[Exercise] Starting with the first line of the data that follows, transcribe every line verbatim until the line containing "positive clicks: (74, 149)" has been transcribed.
━━━ Information given ━━━
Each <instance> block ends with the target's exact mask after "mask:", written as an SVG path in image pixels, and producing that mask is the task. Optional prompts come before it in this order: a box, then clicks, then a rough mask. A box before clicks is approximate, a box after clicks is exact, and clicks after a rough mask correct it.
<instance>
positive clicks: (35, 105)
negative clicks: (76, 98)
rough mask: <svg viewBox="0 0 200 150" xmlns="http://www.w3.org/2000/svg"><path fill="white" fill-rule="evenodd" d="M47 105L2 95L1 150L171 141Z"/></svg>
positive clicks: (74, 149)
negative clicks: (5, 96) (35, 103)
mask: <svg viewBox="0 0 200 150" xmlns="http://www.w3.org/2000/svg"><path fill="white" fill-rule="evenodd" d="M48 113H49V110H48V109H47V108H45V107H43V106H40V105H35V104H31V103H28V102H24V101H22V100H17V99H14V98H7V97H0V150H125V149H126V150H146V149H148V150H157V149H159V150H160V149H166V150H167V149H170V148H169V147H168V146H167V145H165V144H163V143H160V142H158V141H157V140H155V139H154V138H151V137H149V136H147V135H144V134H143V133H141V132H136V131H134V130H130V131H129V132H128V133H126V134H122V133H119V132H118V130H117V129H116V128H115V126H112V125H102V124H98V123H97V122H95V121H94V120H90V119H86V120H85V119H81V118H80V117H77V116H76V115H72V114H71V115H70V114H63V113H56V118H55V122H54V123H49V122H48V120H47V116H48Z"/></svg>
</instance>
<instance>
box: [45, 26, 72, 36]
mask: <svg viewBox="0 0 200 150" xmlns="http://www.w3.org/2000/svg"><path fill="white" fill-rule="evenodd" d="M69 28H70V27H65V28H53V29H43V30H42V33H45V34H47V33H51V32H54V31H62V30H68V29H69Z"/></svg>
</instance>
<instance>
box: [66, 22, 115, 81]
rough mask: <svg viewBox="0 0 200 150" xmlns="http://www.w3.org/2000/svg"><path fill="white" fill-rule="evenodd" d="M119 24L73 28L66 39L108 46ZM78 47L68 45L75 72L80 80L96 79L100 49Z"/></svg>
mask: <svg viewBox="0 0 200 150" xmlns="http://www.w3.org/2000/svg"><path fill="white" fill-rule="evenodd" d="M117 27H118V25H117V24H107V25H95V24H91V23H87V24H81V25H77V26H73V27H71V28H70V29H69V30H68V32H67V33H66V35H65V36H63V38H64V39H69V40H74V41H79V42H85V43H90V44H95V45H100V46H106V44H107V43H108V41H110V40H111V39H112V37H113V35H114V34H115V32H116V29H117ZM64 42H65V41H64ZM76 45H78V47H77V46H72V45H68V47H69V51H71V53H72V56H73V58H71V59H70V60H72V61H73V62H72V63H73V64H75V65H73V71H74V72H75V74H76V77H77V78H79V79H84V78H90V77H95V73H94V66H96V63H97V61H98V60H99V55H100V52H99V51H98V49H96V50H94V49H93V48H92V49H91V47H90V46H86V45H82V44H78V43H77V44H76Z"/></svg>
━━━
[Answer to the exercise]
Each <instance> block ends with the target's exact mask after "mask:", written as an SVG path in image pixels, and producing that mask is the task. Optional prompts come before it in this order: a box, then clicks, then a rough mask. A box before clicks is approximate, a box after clicks is exact, and clicks after a rough mask correct it.
<instance>
positive clicks: (35, 105)
negative clicks: (76, 98)
rough mask: <svg viewBox="0 0 200 150" xmlns="http://www.w3.org/2000/svg"><path fill="white" fill-rule="evenodd" d="M47 105L2 95L1 150L171 141Z"/></svg>
positive clicks: (74, 149)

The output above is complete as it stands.